**Work to complete**
Copy out word for word the part of the items that begins with the line containing "ridge line in the photo above." and continues through the end of the items.

======== Input records

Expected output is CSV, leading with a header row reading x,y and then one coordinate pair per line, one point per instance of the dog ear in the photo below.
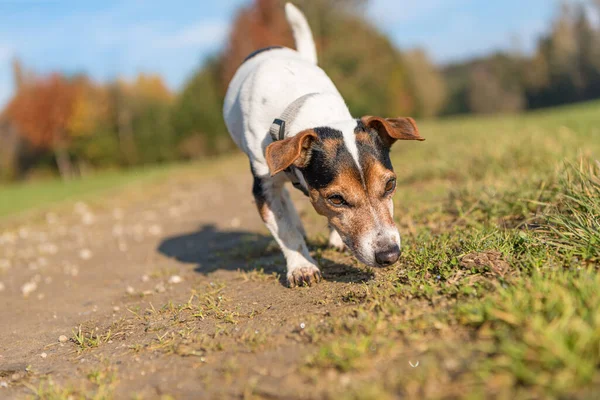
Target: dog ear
x,y
295,150
392,129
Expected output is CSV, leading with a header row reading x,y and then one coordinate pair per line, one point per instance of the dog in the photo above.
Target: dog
x,y
286,114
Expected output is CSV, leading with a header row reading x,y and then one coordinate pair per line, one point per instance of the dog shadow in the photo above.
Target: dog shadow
x,y
211,249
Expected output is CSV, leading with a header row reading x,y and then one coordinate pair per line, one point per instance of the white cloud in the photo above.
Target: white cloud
x,y
394,11
202,35
6,53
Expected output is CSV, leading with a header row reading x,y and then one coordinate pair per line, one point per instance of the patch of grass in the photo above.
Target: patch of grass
x,y
573,222
22,197
88,339
544,330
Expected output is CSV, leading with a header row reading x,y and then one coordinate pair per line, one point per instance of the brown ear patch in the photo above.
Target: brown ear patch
x,y
282,154
392,129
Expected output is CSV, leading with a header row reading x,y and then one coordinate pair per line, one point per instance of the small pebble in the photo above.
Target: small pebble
x,y
155,230
85,254
28,288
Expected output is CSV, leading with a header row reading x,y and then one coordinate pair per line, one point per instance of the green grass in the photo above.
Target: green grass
x,y
30,196
27,196
497,292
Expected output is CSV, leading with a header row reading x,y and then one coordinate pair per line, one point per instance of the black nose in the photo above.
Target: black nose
x,y
388,256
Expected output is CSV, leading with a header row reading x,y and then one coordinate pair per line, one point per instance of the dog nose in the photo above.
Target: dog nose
x,y
388,256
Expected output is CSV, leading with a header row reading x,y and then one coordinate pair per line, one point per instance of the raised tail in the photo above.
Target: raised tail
x,y
305,43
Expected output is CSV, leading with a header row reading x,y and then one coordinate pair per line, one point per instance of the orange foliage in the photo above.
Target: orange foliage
x,y
147,87
89,108
41,110
260,25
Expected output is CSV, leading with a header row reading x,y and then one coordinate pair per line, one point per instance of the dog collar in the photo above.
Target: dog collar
x,y
278,132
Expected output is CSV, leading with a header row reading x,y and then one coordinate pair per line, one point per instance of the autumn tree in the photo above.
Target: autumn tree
x,y
41,111
364,64
427,83
259,25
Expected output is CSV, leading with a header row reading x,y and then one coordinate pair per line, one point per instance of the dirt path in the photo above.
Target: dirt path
x,y
159,291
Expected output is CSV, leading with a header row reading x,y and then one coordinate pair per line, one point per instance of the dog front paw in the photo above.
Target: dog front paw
x,y
304,275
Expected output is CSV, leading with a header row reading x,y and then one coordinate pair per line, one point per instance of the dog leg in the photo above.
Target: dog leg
x,y
289,205
270,200
335,240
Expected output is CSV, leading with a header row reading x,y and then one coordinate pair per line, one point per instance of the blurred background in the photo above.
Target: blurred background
x,y
88,86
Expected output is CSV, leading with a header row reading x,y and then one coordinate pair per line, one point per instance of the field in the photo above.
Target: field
x,y
172,287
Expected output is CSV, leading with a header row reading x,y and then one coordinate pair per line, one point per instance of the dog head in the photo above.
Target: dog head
x,y
351,180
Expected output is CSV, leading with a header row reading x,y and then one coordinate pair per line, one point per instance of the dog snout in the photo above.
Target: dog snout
x,y
387,256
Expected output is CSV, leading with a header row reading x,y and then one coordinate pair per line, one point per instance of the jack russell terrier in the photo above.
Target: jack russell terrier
x,y
286,114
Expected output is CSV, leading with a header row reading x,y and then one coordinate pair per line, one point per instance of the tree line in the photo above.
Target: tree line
x,y
71,124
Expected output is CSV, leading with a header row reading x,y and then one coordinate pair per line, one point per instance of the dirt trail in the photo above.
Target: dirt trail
x,y
111,266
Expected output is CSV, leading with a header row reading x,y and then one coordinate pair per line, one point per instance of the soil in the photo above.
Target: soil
x,y
176,289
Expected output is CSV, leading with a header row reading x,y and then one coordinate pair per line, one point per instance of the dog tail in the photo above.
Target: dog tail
x,y
305,43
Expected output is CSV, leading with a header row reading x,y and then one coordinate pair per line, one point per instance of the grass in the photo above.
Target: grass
x,y
497,292
496,296
27,196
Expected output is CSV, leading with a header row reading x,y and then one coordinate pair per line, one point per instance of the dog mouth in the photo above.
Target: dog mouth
x,y
381,258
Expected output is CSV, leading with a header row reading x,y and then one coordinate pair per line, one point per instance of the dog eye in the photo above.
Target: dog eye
x,y
337,200
390,186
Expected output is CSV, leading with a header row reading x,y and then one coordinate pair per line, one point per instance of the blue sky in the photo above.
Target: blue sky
x,y
122,38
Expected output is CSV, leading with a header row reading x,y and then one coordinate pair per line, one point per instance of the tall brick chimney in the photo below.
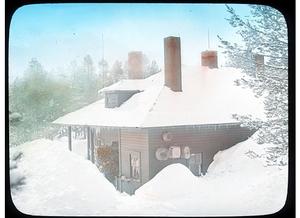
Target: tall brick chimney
x,y
135,65
259,63
172,63
209,59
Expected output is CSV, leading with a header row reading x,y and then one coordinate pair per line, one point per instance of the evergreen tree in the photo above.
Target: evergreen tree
x,y
264,35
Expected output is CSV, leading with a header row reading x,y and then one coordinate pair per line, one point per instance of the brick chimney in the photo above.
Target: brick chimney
x,y
259,63
172,63
135,65
209,59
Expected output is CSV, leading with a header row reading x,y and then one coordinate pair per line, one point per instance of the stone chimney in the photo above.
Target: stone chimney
x,y
172,63
135,65
209,59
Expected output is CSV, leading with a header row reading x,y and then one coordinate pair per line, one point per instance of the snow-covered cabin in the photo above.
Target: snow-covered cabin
x,y
179,115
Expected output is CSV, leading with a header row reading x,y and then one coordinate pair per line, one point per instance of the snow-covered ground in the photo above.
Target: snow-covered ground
x,y
60,182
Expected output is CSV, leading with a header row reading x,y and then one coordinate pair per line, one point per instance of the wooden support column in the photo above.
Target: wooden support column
x,y
88,141
93,145
70,137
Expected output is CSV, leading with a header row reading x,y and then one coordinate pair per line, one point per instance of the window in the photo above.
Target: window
x,y
135,168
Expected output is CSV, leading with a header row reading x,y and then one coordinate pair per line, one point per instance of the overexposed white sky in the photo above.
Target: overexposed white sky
x,y
56,34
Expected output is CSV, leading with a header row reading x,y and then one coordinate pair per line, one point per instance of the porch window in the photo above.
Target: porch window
x,y
135,165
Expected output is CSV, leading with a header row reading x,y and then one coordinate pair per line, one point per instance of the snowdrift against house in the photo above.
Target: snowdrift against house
x,y
59,182
209,96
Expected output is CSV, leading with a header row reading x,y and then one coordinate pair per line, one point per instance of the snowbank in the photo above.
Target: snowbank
x,y
59,182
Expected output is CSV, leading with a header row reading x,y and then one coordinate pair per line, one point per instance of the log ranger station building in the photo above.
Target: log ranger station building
x,y
179,115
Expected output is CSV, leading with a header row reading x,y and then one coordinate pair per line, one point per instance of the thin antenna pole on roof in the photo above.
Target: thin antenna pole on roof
x,y
102,47
208,38
102,61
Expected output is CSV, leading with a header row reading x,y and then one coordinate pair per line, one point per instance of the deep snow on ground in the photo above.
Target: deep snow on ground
x,y
60,182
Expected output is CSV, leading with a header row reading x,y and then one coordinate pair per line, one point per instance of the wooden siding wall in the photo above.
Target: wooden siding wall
x,y
106,135
208,139
135,139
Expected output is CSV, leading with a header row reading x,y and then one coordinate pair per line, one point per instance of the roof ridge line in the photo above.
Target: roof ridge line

================

**In response**
Expected output is CSV, leading with a header row reading x,y and then one coordinate pair per line, one point per instance of the roof ridge line in the photo above.
Target: roof ridge line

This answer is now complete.